● **Source data**
/---
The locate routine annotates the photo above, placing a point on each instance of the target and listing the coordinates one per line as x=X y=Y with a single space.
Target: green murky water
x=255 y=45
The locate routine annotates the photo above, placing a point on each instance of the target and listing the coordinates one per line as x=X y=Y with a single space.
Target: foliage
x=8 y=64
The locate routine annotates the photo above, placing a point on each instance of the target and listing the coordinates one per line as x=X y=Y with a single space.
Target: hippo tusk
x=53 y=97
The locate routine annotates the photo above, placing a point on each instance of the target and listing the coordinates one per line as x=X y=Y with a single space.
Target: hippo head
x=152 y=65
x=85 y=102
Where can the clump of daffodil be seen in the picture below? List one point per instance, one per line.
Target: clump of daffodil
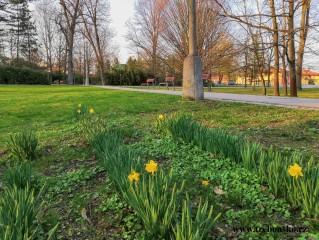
(295, 170)
(205, 183)
(151, 167)
(134, 176)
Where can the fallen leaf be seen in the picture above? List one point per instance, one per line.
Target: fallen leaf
(83, 214)
(220, 230)
(218, 191)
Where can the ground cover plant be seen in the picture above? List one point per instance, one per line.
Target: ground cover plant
(80, 194)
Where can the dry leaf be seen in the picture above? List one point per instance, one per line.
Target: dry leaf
(218, 191)
(220, 230)
(83, 214)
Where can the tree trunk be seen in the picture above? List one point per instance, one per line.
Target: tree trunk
(291, 51)
(192, 69)
(276, 49)
(284, 72)
(304, 25)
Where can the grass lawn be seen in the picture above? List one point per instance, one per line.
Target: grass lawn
(305, 93)
(75, 180)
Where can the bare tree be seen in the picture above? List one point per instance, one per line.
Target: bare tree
(47, 29)
(146, 28)
(95, 17)
(68, 21)
(303, 33)
(214, 43)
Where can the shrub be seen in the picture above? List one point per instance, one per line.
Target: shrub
(23, 145)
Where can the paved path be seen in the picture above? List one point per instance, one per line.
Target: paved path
(301, 103)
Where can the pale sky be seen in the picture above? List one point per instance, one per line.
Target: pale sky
(121, 11)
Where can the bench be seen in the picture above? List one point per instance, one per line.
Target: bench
(167, 82)
(207, 80)
(150, 81)
(58, 82)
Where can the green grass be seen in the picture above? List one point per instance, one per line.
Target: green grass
(69, 167)
(305, 93)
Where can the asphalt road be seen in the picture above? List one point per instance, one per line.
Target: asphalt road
(300, 103)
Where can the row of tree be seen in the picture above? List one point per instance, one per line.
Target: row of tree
(61, 36)
(74, 36)
(251, 37)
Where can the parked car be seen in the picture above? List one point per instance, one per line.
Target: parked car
(231, 82)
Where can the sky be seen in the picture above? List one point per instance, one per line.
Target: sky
(121, 11)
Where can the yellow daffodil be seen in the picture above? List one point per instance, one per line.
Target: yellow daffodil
(134, 176)
(295, 171)
(205, 182)
(151, 167)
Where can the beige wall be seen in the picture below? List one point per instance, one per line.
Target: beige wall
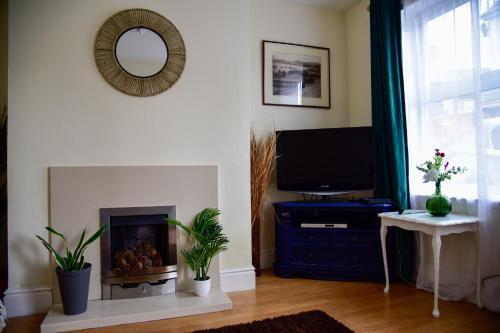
(3, 102)
(62, 112)
(285, 22)
(3, 51)
(358, 53)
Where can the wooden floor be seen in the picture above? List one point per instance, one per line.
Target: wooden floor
(361, 306)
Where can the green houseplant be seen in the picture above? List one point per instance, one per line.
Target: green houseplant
(208, 240)
(73, 273)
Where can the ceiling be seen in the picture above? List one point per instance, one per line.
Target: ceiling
(333, 4)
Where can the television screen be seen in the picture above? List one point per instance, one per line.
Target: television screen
(325, 160)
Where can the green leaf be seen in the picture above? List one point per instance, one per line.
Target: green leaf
(180, 225)
(52, 230)
(59, 260)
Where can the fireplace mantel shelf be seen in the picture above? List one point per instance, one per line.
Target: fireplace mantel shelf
(102, 313)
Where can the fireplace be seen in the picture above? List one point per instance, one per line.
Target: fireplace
(138, 252)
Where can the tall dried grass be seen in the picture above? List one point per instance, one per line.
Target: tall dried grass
(262, 155)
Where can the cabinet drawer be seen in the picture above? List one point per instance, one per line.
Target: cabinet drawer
(311, 237)
(356, 237)
(340, 258)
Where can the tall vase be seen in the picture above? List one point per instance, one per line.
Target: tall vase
(438, 204)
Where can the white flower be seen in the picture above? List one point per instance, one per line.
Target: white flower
(431, 176)
(3, 317)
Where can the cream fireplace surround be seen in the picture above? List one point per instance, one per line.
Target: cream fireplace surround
(77, 194)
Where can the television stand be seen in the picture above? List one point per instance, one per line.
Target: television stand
(334, 240)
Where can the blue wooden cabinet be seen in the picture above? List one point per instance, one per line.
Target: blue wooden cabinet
(330, 240)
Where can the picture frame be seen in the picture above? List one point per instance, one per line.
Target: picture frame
(295, 75)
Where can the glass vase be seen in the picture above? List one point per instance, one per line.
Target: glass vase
(438, 204)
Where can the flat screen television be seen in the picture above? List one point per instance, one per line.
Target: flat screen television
(325, 160)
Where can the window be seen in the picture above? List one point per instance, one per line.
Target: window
(451, 55)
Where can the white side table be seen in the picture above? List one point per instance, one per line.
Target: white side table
(436, 227)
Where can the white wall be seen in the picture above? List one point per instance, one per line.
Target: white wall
(62, 112)
(359, 68)
(281, 21)
(3, 102)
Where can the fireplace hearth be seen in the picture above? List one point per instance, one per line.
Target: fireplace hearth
(138, 252)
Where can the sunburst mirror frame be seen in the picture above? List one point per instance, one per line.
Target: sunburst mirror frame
(111, 70)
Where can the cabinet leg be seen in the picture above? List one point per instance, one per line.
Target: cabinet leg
(436, 247)
(383, 233)
(478, 268)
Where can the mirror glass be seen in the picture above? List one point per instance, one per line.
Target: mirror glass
(141, 52)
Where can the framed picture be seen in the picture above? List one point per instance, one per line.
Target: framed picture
(295, 75)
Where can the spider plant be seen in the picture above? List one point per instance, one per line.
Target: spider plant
(208, 241)
(74, 260)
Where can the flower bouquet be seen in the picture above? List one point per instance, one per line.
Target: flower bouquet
(437, 171)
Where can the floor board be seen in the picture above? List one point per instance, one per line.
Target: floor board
(359, 305)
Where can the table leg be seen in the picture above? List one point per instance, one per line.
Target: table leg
(478, 268)
(383, 233)
(436, 247)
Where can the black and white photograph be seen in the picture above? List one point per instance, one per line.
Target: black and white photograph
(295, 75)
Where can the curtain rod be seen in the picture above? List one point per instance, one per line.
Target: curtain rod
(368, 7)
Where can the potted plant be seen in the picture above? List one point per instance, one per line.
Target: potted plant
(437, 171)
(73, 273)
(208, 241)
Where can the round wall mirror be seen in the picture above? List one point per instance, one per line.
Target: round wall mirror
(140, 52)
\---
Where the material contains pictures, leave them out and copy the rest verbatim.

The locate routine annotates the photo above, placing a point on each instance of the target and listing the coordinates one per line as x=X y=Y with a single space.
Target: green murky water
x=255 y=45
The locate routine annotates the photo above, placing a point on each instance of the target and listing the coordinates one per line as x=X y=Y with a single space.
Target: foliage
x=8 y=64
The locate routine annotates the photo above, placing a point on each instance of the target and listing the coordinates one per line as x=X y=Y with a single space.
Target: hippo tusk
x=53 y=97
The locate routine annotates the photo above, placing a point on each instance of the target and listing the coordinates one per line as x=X y=Y with a single space.
Target: hippo head
x=152 y=65
x=85 y=102
Where can the clump of daffodil be seen in the picture below? List one point per instance, one per line.
Target: clump of daffodil
(295, 170)
(205, 183)
(151, 167)
(134, 176)
Where can the fallen leaf be seen in the picture above? List one point per instance, one per line.
Target: fallen leaf
(83, 214)
(220, 230)
(218, 191)
Where can the ground cover plant be seen in the picture above? List one point per instance, one per line.
Target: ground cover plant
(80, 194)
Where can the dry leaf be seen in the picture above? List one point per instance, one per line.
Target: dry leaf
(218, 191)
(220, 230)
(83, 214)
Where can the tree trunk be seen in the picture above? List one point per instance, one per line.
Target: tree trunk
(291, 51)
(192, 69)
(276, 49)
(284, 72)
(304, 25)
Where can the grass lawn be seen in the picture above? List one point per instance, one per line.
Target: grass lawn
(305, 93)
(75, 180)
Where can the bare tree be seen in the picture above? List one point per instance, one per line.
Target: bare tree
(47, 29)
(146, 28)
(95, 17)
(68, 21)
(303, 33)
(214, 43)
Where can the shrub be seen in the picture above? List one point per instance, one per line.
Target: shrub
(23, 145)
Where can the paved path be seen in the picture above? List one point per instance, one per line.
Target: paved path
(301, 103)
Where can the pale sky be seen in the picture above? List one point per instance, one per line.
Target: pale sky
(121, 11)
Where can the bench be seen in the picture above? List one point per instance, one per line.
Target: bench
(167, 82)
(207, 80)
(150, 81)
(58, 82)
Where can the green grass be seen in the picture above? List one point per instance, one per line.
Target: green grass
(69, 167)
(305, 93)
Where can the asphalt road be seen in the picture above? List one point per instance, one per line.
Target: asphalt road
(300, 103)
Where can the row of tree be seen in the picture above? List one point per instance, one per line.
Target: row of tree
(61, 36)
(74, 36)
(251, 37)
Where can the parked car be seen in the picture above? List one point per instance, one per line.
Target: parked car
(231, 82)
Where can the sky be seen in the picture above? List one point per instance, one per line.
Target: sky
(121, 11)
Where can the yellow daffodil be seen in the picture above? List one point per instance, one per line.
Target: yellow daffodil
(134, 176)
(295, 171)
(205, 182)
(151, 167)
Where can the beige wall be seen in the picture below? List one point per instance, one per line.
Target: beige wall
(3, 102)
(62, 112)
(285, 22)
(3, 51)
(358, 53)
Where can the wooden floor be seen in the picture above? List one point per instance, one per line.
Target: wooden floor
(361, 306)
Where can the green houseplant be seen in the picture above? List one point per instance, one per line.
Target: green houseplant
(208, 240)
(73, 273)
Where can the ceiling be seen in the picture above? List one point per instance, one per line.
Target: ceiling
(333, 4)
Where can the television screen be seen in the picture above? List one point per instance, one per line.
Target: television screen
(325, 160)
Where can the green leaf be seen in the picture above? List one point per instance, one per line.
Target: green leaf
(180, 225)
(52, 230)
(59, 260)
Where can the fireplace mantel shelf be seen in the picture above? List one point per instance, one per line.
Target: fireplace mantel shelf
(102, 313)
Where can the fireplace be seen in the picture above? List one point per instance, one per line.
Target: fireplace
(138, 252)
Where can the tall dried grass be seen in the picture above? List one point per instance, one per line.
Target: tall dried grass
(262, 155)
Where can the cabinet drawer be seen in the picture above? List one point per instance, one per line.
Target: cabinet drawer
(311, 237)
(356, 237)
(340, 258)
Where can the tall vase be seen in the picture above? List one point per instance, one per line.
Target: tall vase
(438, 204)
Where can the white flower be seen in the picture above? List one point per instance, one per line.
Target: white flower
(431, 176)
(3, 317)
Where can the cream fireplace surround be seen in the picture above? List one point per instance, one per line.
Target: cream fireplace surround
(77, 194)
Where can the television stand be seen in the picture above? List one point per instance, one per line.
Target: television stand
(334, 240)
Where can the blue wooden cabinet be seen in the picture above? List one point per instance, one per line.
Target: blue wooden cabinet
(330, 240)
Where can the picture frame be seen in the picture above? List one point per instance, one per line.
Target: picture frame
(295, 75)
Where can the glass vase be seen in the picture above? List one point per instance, one per line.
Target: glass vase
(438, 204)
Where can the flat screen television be seen in the picture above? List one point per instance, one per line.
Target: flat screen television
(325, 160)
Where can the window be seen in the picture above? List one point per instance, one per line.
Target: window
(451, 55)
Where can the white side table be seen in the picture above? List one point per instance, one per line.
Target: white side table
(436, 227)
Where can the white wall be seen in the picture above? List one point per instance, one per line.
Target: white wall
(62, 112)
(359, 68)
(281, 21)
(3, 102)
Where can the fireplace hearth be seen in the picture above? List one point per instance, one per line.
Target: fireplace hearth
(138, 252)
Where can the sunburst mirror frame be seen in the picture above? List one point per instance, one per line.
Target: sunburst mirror frame
(111, 70)
Where can the cabinet leg be seen in the picture above? List one point per instance, one per line.
Target: cabinet leg
(436, 247)
(383, 233)
(478, 268)
Where can the mirror glass be seen in the picture above? List one point per instance, one per line.
Target: mirror glass
(141, 52)
Where can the framed picture be seen in the picture above? List one point per instance, one per line.
Target: framed picture
(295, 75)
Where can the spider plant be seen in the picture above? List one point per instance, one per line.
Target: spider plant
(208, 241)
(74, 260)
Where can the flower bouquet be seen in the picture above? List one point per instance, one per line.
Target: flower bouquet
(437, 171)
Where can the floor board be seen in the picture above? List one point per instance, one per line.
Target: floor board
(359, 305)
Where can the table leg be seen in the picture above? List one point per instance, one per line.
Target: table leg
(478, 268)
(383, 233)
(436, 247)
Where can the black and white photograph be seen in the picture above? List one point per instance, one per line.
Target: black and white photograph
(295, 75)
Where can the curtain rod be seen in the picture above? List one point per instance, one per line.
Target: curtain rod
(368, 7)
Where can the potted plant be seen in the picture above? List one point per instance, one per line.
Target: potted plant
(437, 171)
(73, 273)
(208, 241)
Where can the round wall mirror be seen in the picture above? List one point per instance, one per line.
Target: round wall mirror
(140, 52)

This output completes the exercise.